> **SUPPLIED TEXT**:
**********

Hi,

A good integration of Unicode requires some work. For each character, F# developers need to decide if it is an identifier (é should be treated like letters, as well as your greek letters), a prefix operator (like your ±), an infix operator or maybe a postfix operator? There are also issues with precedence and associativity. As far as I know, the versons before CTP were far from perfect about unicode.

If I remember correctly, it's planned to reintroduce Unicode later.

Laurent.

By on 3/17/2009 4:44 PM ()

MichaelGG - thanks for digging in here.

Unicode characters are readily available from:

Start -> Run -> charmap

or:

Programs -> Accessories > System Tools -> Character Map

Once a Unicode character is used it is a simple task to copy/paste it around. For code that is write once, read many, carefully used Unicode can significantly enhance readability.

I would hope that, at the very least, the Unicode category Sm - Symbol, math would be enabled for our favourite mathematical language.

Laurent - great to hear it's to be reintroduced! The burden is now upon us to communicate to the FSharp team we'd like to use Unicode. Personally I'd like the team to be bold in opening up Unicode categories, but I do understand that careful consideration needs to be given to integration with the .NET platform.

regards,

Danny

By on 3/18/2009 4:51 AM ()

Hi Danny

Michael and Laurent's explanations are correct. Unicode is supported and permitted in identifiers, according to classification of the unicode characters along the same lines as the C# spec.

To allow operators such as +/-, the most important issue that would need to be solved would be a full categorization of default fixities (infix, prefix etc.) for various math symbols. This is not a simple matter. We'd be interested to hear proposals in this regard - the scheme used before the CTP was very adhoc

Kind regards

don

By on 3/20/2009 8:57 PM ()

I don't think you will get consensus on Unicode beyond basic categorization as letters, numbers, and symbols.

**********

> **PROVIDED DATA**:
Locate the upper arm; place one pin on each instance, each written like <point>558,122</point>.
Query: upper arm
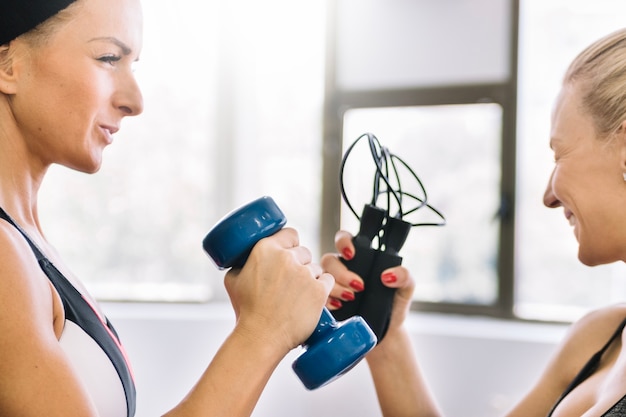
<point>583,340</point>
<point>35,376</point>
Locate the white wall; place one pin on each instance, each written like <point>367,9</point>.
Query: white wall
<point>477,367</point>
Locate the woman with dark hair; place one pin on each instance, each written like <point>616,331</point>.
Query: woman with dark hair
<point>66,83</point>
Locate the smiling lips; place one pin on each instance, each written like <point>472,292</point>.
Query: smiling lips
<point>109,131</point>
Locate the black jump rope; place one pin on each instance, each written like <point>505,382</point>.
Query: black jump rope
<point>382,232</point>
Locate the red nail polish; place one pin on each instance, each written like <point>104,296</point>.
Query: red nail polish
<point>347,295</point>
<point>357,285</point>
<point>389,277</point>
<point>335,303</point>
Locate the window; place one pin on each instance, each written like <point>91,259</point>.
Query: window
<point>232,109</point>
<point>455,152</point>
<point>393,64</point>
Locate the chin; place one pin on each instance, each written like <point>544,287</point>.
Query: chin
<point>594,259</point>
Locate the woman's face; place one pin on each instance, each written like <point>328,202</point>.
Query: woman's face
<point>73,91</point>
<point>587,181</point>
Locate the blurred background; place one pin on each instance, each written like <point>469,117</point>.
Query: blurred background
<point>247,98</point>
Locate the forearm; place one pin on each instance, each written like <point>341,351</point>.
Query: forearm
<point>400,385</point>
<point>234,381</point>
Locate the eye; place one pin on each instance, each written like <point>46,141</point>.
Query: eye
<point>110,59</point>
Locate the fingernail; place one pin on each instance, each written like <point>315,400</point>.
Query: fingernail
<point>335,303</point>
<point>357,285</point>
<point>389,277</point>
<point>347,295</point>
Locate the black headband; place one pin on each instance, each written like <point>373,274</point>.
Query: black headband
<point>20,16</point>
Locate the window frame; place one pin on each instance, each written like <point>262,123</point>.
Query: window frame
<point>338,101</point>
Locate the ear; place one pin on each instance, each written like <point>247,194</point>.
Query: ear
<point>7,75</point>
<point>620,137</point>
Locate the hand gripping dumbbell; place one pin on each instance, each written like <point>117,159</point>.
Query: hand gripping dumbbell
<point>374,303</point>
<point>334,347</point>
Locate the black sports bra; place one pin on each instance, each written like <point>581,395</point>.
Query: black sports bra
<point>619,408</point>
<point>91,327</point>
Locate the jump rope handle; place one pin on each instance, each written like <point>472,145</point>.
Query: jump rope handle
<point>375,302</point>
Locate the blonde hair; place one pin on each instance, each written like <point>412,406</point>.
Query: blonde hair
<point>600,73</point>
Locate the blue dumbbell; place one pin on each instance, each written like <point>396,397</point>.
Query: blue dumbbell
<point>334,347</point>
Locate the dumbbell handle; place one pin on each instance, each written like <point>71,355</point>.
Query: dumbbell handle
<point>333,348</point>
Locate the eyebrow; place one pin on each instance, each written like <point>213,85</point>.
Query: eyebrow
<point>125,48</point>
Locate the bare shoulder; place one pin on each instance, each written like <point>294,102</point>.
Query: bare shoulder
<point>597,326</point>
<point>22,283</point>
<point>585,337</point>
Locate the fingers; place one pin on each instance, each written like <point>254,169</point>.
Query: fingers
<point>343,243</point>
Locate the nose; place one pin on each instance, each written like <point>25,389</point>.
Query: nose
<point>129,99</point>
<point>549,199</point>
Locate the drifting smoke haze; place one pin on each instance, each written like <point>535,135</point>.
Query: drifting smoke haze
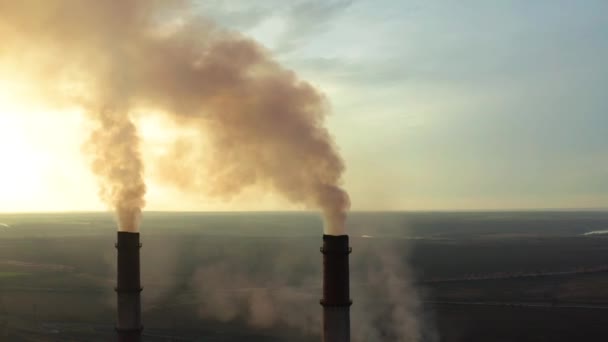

**********

> **STATED TASK 1**: Summarize the forum thread in two sentences.
> **STATED TASK 2**: Reproduce the passage of the forum thread that begins at the words "Start -> Run" and stops after "significantly enhance readability.".
The listing is separate material from the forum thread.

> **RESPONSE 1**: Participants discuss integrating Unicode into F#, noting that each character would need to be classified as an identifier or as a prefix, infix, or postfix operator, with precedence and associativity also at issue. A reply states that Unicode is already permitted in identifiers along the lines of the C# spec, but that allowing math symbols as operators would first require a full categorization of default fixities, which is not a simple matter.

> **RESPONSE 2**:
Start -> Run -> charmap

or:

Programs -> Accessories > System Tools -> Character Map

Once a Unicode character is used it is a simple task to copy/paste it around. For code that is write once, read many, carefully used Unicode can significantly enhance readability.